Referring expression data:
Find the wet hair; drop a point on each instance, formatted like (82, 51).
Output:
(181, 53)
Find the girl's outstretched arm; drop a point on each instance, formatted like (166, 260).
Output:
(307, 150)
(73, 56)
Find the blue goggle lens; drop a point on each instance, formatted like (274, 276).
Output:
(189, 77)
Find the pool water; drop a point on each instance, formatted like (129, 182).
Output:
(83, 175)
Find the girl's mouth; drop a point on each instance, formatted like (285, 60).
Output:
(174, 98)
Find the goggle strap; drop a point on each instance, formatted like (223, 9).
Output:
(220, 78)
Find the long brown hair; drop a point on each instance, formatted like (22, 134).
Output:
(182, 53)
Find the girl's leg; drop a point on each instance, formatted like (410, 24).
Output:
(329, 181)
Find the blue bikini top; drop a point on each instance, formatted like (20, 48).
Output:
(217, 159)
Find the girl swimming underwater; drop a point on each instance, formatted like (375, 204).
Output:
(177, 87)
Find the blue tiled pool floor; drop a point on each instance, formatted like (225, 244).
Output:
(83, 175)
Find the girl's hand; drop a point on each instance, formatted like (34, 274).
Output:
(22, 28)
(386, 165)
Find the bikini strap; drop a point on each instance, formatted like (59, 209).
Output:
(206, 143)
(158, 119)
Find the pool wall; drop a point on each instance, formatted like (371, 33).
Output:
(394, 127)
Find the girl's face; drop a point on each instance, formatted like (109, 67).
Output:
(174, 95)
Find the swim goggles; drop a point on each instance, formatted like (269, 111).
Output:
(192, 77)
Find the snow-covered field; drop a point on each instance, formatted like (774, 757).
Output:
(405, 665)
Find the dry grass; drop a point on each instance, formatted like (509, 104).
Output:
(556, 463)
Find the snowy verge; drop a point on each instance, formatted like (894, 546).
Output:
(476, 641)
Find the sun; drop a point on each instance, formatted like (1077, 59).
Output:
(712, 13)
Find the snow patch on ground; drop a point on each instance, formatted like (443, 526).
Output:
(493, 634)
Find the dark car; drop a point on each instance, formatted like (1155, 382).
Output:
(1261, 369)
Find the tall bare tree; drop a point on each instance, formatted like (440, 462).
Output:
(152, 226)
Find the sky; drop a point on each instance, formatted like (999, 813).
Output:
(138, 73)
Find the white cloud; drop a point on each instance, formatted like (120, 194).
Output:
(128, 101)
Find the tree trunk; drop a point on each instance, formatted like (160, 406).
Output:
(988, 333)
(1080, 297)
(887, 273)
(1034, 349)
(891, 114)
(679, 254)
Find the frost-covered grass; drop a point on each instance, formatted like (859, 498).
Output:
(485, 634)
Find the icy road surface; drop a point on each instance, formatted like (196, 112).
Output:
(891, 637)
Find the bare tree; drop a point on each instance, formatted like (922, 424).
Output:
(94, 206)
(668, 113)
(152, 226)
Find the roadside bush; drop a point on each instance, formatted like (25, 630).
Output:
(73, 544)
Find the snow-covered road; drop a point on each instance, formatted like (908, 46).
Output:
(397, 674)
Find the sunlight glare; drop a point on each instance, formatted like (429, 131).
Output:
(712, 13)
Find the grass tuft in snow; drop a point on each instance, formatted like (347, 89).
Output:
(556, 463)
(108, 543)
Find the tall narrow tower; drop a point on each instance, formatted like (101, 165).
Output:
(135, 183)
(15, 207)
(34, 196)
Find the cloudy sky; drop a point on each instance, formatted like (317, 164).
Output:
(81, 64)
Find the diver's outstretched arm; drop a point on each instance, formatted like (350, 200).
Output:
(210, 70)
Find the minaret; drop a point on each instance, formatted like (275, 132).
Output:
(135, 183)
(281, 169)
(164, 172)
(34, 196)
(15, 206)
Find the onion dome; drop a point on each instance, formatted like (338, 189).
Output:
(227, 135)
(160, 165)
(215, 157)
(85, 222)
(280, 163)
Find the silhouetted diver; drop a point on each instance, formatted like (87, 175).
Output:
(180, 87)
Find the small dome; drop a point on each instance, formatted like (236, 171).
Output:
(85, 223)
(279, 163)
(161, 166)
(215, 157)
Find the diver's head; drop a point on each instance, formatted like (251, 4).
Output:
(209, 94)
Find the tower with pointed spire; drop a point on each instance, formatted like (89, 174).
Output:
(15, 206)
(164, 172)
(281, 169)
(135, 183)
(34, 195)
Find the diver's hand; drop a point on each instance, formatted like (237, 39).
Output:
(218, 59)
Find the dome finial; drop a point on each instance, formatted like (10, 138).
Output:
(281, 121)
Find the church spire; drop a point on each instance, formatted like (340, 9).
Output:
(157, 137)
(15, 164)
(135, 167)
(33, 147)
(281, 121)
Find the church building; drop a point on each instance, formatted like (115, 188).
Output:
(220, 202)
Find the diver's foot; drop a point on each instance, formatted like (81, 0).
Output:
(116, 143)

▸ How to complete this task:
Please copy out each entry exactly as it appears above.

▸ Solution:
Find the wet hair; drop a point on each instance, formatted like (82, 51).
Output:
(181, 53)
Find the girl's outstretched arm; drop a point on each instance, formatted like (166, 260).
Output:
(307, 150)
(73, 56)
Find the blue goggle lens; drop a point on each instance, formatted like (274, 276).
Output:
(189, 77)
Find the pool water; drop a point on each instance, formatted like (129, 182).
Output:
(83, 175)
Find the girl's mouth; drop a point on each instance, formatted like (285, 60).
Output:
(174, 98)
Find the goggle strap; drop a point on each instance, formatted like (223, 9).
Output:
(220, 78)
Find the long brown hair; drop a point on each instance, formatted like (22, 134).
Output:
(182, 53)
Find the girl's leg; drop a point on each instance, formatted like (410, 24).
Output:
(329, 181)
Find the blue bikini top; drop a point on each instance, formatted like (20, 48).
Output:
(217, 159)
Find the girl swimming underwater; drop a point on each instance, formatted like (375, 204).
Output:
(177, 87)
Find the blue tiled pool floor; drop a point on each instance, formatted like (225, 244).
Output:
(83, 175)
Find the girl's hand; drop a point on each instance, formatted like (34, 274).
Output:
(22, 28)
(386, 165)
Find the bikini strap; drop a point on each instance, formatted like (59, 209).
Output:
(206, 143)
(158, 119)
Find the pool wall; drop a point on each instance, formatted like (371, 33).
Output:
(394, 127)
Find the girl's face; drop a point on each instance, formatted like (109, 67).
Output:
(174, 95)
Find the swim goggles; drop a point on each instance, formatted like (269, 111).
Output:
(192, 77)
Find the snow-covered field; drop a point on each instance, formatted like (774, 757).
Output:
(405, 665)
Find the dry grass; drop a point on each instance, formatted like (509, 104).
Output:
(556, 463)
Find the snowy verge; drop a point on each instance, formatted like (894, 546).
Output:
(476, 641)
Find the sun; drop a point on each instance, formatted like (1077, 59).
Output:
(712, 13)
Find the snow patch on ground; drop a point on each instance, formatted like (443, 526).
Output:
(493, 634)
Find the dark car; drop a point on each instance, formatted like (1155, 382).
Output:
(1261, 369)
Find the tall bare tree; drop a point on each instance, formatted like (440, 462).
Output:
(152, 226)
Find the sky; drop a point on each instance, formatted like (999, 813).
Output:
(138, 73)
Find the white cloud; drop a point on each instance, formatted like (120, 194).
Output:
(128, 101)
Find the tree trunk; drop a point on each instance, formatted like (160, 406).
Output:
(988, 333)
(1080, 297)
(887, 273)
(1034, 349)
(891, 114)
(679, 254)
Find the frost-covered grass; drop a point on each instance, formatted like (859, 498).
Output:
(485, 634)
Find the icy road surface; drop a point on each instance, formatted like (196, 112).
Output:
(891, 637)
Find the bare tree; drop a point on each instance, formatted like (922, 424).
Output:
(94, 206)
(668, 113)
(152, 226)
Find the roadside bush; drop a point on each instance, formatted like (25, 630).
Output:
(73, 544)
Find the snow-covered road; drop a point on each instance, formatted like (908, 46).
Output:
(397, 674)
Find the sunlight glare; drop a point on each instance, formatted like (429, 131).
Output:
(712, 13)
Find the grass tuft in snow; drop a point on each instance, formatted like (347, 89).
Output:
(556, 463)
(108, 543)
Find the tall narrow tower; drop a point on each instance, formatted like (101, 165).
Output:
(135, 183)
(15, 207)
(34, 196)
Find the cloudy sky; drop a point on each instance, formatted like (317, 164).
Output:
(81, 64)
Find the diver's outstretched arm; drop a point on each instance, formatted like (350, 200).
Output:
(210, 70)
Find the minaret; drop a point on each instance, formatted like (275, 132).
Output:
(135, 183)
(281, 169)
(164, 172)
(34, 196)
(15, 206)
Find the onion dome; drop a point on each instance, formatted like (338, 189).
Output:
(227, 135)
(160, 165)
(215, 157)
(85, 222)
(280, 163)
Find the silhouetted diver; drop a point on each instance, formatted like (87, 175).
Output:
(180, 87)
Find the small dome; drop a point on each instance, formatted like (236, 171).
Output:
(85, 223)
(279, 163)
(161, 166)
(215, 157)
Find the diver's head; drop a point on each instance, formatted like (251, 4).
Output:
(209, 94)
Find the tower with pointed spire; drop a point on each instance, formatted like (89, 174).
Output:
(15, 206)
(164, 172)
(281, 169)
(135, 183)
(34, 195)
Find the diver's hand; drop a point on each instance, formatted like (237, 39).
Output:
(218, 59)
Find the dome finial; drop a point on each instance, formatted like (10, 138).
Output:
(281, 121)
Find the church spire; drop a point on each instance, formatted like (340, 9).
Output:
(157, 137)
(15, 164)
(135, 167)
(33, 147)
(281, 121)
Find the church building; drop a point on each instance, formatted like (115, 188).
Output:
(220, 202)
Find the diver's foot; drop a point on each instance, formatted like (81, 0).
Output:
(116, 143)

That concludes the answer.